- _Exercise details_: Copy every line of the items below, requests included, scaling each polygon point coordinate in the answers by 0.75 and rounding to whole numbers, with halves rounded up.

- _Exercise data_:
· · · · · · ·
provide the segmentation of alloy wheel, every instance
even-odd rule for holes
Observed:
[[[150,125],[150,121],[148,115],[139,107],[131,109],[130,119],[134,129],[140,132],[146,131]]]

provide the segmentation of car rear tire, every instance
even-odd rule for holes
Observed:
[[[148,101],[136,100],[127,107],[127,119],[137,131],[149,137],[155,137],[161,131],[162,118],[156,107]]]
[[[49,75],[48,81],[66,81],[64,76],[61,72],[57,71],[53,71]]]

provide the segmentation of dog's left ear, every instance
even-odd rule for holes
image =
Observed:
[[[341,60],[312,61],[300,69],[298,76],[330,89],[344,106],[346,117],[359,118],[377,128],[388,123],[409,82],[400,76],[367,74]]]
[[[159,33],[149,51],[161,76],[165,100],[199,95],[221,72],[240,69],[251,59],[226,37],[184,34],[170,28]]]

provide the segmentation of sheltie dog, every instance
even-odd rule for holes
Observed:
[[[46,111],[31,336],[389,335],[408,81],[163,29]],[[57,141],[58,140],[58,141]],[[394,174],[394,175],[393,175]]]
· · · · · · ·
- _Output for this task_:
provide the segmentation of alloy wheel, every instance
even-odd rule for holes
Observed:
[[[113,94],[113,91],[111,86],[104,80],[98,82],[98,89],[101,97],[105,99],[110,98]]]

provide the segmentation of car rear tire, every instance
even-odd rule for holes
Observed:
[[[111,76],[102,75],[95,80],[95,89],[103,98],[112,103],[116,103],[121,98],[122,89],[117,80]]]
[[[37,56],[36,61],[50,61],[48,57],[46,54],[43,53],[40,53]]]

provide the segmentation of dog's left ear, every instance
even-odd rule for holes
image =
Observed:
[[[256,45],[234,46],[225,52],[224,57],[248,67],[258,80],[260,88],[269,89],[283,96],[291,92],[307,62],[300,57],[275,56]]]
[[[119,25],[112,38],[121,57],[124,75],[149,71],[166,54],[180,52],[188,44],[170,28],[138,26],[128,21]]]

provide the segmentation of sheltie dog, every instance
even-odd rule for holes
Observed:
[[[35,83],[23,252],[292,251],[306,61],[122,22]],[[43,106],[44,105],[44,106]],[[296,131],[296,131],[295,131]]]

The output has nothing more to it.